Texte présenté:

§

Conspirateurs malgré eux ? (3)

 

 

La végétation, quand elle est laissée à elle-même, rend visibles les particularités du sous-sol, sa composition et ses différences d’humidité. Les murs enfouis et oubliés depuis des siècles signalent ainsi leur présence. Les pierres levées d’Elberton, que j’évoquais dans ma précédente chronique, peuvent passer pour anecdotiques. Ce qui m’intéresse, c’est le sous-sol idéologique dont elles peuvent être la trace. Ecrire qu’on ne doit pas dépasser sur Terre le seuil de 500 millions d’habitants quand, l’année où on érige ce monument, on en compte déjà dix fois davantage, cela rend songeur. Comment les auteurs de cette injonction peuvent-ils nous imaginer tendre vers cet objectif - à supposer qu’on leur fasse confiance - sans envisager une pandémie, un troisième conflit mondial, une coercition inconcevable ou l’abandon de populations entières à une misère destructrice ? Je ne peux m’empêcher de penser à l’article qu’a écrit, alors que son pays était emporté dans la tourmente de la dette, le psychanalyste grec Dimitris Vergetis. Cet article avait un titre terrible: « Les populations superflues »(1). L’auteur y disait notamment: «Depuis 2007 la crise sévit. Voici, d’emblée précisé, le noyau de notre thèse : ce qu’on peut lire en filigrane dans les descriptions et analyses savantes de la crise économique, c’est la mise en place, discrète mais décisive, par le néolibéralisme déchaîné, des prémisses d’une nouvelle biopolitique de l’espèce humaine.» Un excès de langage ? Le délire du désarroi ?

 

En 1924, Montagu C. Norman, alors gouverneur de la Banque d’Angleterre, se serait adressé en ces termes à la société des banquiers des Etats-unis: « Le capital doit se protéger par tous les moyens possibles, à la fois par la combinaison et la législation. Les dettes doivent être collectées, les hypothèques saisies le plus rapidement possible. Lorsque, en vertu de la loi, les gens perdront leurs maisons, ils deviendront plus dociles et plus faciles à gouverner grâce au bras fort du gouvernement mis en œuvre par un pouvoir central de la richesse sous le contrôle de grands financiers. Ces vérités sont bien connues parmi nos principaux hommes qui sont maintenant engagés dans la formation d’un impérialisme pour gouverner le monde. En divisant les électeurs par le système des partis politiques, nous pouvons les amener à dépenser leur énergie en se battant pour des questions sans importance. C’est donc par l’action discrète que nous pouvons obtenir pour nous-mêmes ce qui a été si bien planifié et ainsi accompli avec succès.»

§

Dans la chronique sur les pierres levées d'Elberton, quel titre le psychanalyste grec Dimitris Vergetis a-t-il donné à son article ?

(Entrées d'un jeu de données de pointage)
§

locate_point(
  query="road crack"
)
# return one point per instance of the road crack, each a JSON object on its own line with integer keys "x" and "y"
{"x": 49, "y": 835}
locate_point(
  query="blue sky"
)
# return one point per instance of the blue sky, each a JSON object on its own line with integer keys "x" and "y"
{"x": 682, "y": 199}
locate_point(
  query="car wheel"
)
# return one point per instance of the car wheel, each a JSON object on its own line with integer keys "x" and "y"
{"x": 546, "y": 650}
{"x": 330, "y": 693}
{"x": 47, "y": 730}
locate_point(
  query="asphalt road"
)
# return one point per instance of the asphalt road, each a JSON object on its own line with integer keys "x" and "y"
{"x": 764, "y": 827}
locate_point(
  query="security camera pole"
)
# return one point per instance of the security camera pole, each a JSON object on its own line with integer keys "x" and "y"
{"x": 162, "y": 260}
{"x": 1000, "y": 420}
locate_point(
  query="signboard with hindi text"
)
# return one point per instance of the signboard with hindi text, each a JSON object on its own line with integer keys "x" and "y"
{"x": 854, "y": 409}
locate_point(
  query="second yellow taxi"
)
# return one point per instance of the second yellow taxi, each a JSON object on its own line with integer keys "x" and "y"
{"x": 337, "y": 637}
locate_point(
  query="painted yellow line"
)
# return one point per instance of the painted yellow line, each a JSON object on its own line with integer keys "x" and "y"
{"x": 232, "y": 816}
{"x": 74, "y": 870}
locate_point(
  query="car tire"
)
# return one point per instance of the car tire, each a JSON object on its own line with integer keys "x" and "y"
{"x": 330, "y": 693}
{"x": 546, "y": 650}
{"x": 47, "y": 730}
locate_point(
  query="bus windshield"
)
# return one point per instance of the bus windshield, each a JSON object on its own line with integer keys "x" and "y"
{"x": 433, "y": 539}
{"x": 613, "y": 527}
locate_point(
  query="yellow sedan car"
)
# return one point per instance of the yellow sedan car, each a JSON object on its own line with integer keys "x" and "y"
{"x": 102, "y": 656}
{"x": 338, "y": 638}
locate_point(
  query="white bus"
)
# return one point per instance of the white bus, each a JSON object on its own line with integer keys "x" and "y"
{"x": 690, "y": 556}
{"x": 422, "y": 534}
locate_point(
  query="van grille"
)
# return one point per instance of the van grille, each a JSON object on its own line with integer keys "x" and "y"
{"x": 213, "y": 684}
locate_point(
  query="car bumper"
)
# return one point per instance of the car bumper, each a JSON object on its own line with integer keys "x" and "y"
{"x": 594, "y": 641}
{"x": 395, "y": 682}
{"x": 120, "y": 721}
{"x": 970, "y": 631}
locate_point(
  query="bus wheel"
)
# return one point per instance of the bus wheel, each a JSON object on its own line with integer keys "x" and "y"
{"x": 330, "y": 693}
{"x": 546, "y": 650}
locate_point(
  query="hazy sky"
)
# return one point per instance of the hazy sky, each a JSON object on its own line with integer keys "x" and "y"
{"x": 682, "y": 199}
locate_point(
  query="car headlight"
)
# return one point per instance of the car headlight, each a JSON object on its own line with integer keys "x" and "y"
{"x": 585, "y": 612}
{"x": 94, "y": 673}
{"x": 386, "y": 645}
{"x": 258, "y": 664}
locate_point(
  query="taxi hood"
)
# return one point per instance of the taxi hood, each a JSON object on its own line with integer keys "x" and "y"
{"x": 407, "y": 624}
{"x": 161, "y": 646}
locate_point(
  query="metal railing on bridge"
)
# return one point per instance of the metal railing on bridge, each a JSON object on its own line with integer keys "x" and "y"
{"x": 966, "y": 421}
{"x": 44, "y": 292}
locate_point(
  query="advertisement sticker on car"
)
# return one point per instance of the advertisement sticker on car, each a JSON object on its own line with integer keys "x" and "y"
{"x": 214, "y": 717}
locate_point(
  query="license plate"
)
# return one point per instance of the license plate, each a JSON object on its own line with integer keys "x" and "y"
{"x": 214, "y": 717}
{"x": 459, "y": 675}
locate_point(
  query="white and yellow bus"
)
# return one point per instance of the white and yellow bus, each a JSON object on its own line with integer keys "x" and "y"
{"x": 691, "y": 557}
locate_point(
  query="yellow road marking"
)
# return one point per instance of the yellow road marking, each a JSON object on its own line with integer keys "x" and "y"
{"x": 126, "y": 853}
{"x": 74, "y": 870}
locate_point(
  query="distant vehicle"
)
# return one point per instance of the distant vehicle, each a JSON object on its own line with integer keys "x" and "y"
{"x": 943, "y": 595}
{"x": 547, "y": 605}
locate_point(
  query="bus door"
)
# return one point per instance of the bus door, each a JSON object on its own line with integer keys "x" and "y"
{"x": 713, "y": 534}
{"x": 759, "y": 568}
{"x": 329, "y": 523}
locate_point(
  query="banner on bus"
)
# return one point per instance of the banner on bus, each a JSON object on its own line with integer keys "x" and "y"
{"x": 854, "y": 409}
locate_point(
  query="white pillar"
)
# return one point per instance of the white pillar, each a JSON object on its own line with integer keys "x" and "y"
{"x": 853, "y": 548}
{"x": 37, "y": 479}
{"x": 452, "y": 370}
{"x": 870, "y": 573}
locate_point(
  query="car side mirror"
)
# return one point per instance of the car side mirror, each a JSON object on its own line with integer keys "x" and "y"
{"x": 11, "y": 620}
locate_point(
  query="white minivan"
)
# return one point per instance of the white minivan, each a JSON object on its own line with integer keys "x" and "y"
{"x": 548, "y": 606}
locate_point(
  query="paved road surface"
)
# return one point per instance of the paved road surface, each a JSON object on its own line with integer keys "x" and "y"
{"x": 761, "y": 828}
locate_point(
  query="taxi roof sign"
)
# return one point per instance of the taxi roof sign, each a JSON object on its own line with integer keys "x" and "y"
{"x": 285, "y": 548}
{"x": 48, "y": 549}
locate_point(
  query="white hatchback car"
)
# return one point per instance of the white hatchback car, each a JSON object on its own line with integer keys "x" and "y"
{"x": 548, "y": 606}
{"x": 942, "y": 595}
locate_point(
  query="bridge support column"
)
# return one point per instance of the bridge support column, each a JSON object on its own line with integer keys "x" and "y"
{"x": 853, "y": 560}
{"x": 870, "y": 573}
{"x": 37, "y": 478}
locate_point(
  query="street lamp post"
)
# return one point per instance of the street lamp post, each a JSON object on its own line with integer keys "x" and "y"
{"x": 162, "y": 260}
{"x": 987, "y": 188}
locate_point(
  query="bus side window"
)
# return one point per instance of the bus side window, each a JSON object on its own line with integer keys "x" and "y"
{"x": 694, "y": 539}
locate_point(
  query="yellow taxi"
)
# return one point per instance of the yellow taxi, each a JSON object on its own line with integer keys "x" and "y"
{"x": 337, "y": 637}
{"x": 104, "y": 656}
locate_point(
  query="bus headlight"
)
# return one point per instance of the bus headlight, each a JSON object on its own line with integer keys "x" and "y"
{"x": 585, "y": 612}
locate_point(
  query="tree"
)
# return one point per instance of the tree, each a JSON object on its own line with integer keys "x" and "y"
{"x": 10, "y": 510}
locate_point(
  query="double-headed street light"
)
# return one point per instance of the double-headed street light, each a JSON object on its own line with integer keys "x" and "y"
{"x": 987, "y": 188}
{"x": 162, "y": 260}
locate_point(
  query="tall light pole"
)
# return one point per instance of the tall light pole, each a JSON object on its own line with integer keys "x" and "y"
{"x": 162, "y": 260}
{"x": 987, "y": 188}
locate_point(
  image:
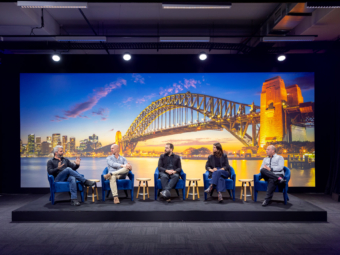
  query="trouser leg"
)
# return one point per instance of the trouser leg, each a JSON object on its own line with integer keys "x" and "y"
{"x": 73, "y": 186}
{"x": 269, "y": 174}
{"x": 173, "y": 181}
{"x": 164, "y": 179}
{"x": 63, "y": 175}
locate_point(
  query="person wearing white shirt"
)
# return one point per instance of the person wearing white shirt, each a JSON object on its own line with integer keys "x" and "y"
{"x": 118, "y": 167}
{"x": 272, "y": 172}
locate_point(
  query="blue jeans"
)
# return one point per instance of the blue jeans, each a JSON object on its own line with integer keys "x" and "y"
{"x": 218, "y": 179}
{"x": 69, "y": 175}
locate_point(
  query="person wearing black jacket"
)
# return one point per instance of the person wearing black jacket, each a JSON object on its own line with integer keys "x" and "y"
{"x": 169, "y": 167}
{"x": 219, "y": 170}
{"x": 64, "y": 170}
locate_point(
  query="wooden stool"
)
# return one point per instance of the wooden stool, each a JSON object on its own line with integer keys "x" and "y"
{"x": 194, "y": 181}
{"x": 244, "y": 188}
{"x": 145, "y": 185}
{"x": 93, "y": 188}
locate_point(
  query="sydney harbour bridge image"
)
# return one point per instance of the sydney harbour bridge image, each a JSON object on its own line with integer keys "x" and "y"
{"x": 281, "y": 109}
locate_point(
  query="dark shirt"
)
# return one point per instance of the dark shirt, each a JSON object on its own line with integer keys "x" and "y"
{"x": 165, "y": 161}
{"x": 217, "y": 162}
{"x": 170, "y": 161}
{"x": 52, "y": 166}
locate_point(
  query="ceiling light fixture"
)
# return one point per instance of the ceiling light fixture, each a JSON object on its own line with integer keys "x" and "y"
{"x": 56, "y": 57}
{"x": 288, "y": 38}
{"x": 281, "y": 58}
{"x": 126, "y": 56}
{"x": 40, "y": 5}
{"x": 196, "y": 5}
{"x": 184, "y": 39}
{"x": 81, "y": 38}
{"x": 323, "y": 5}
{"x": 203, "y": 56}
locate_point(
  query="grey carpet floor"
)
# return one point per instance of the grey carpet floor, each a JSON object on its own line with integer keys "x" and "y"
{"x": 169, "y": 238}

§

Réponse rédigée: Son article s'intitulait « Les populations superflues ».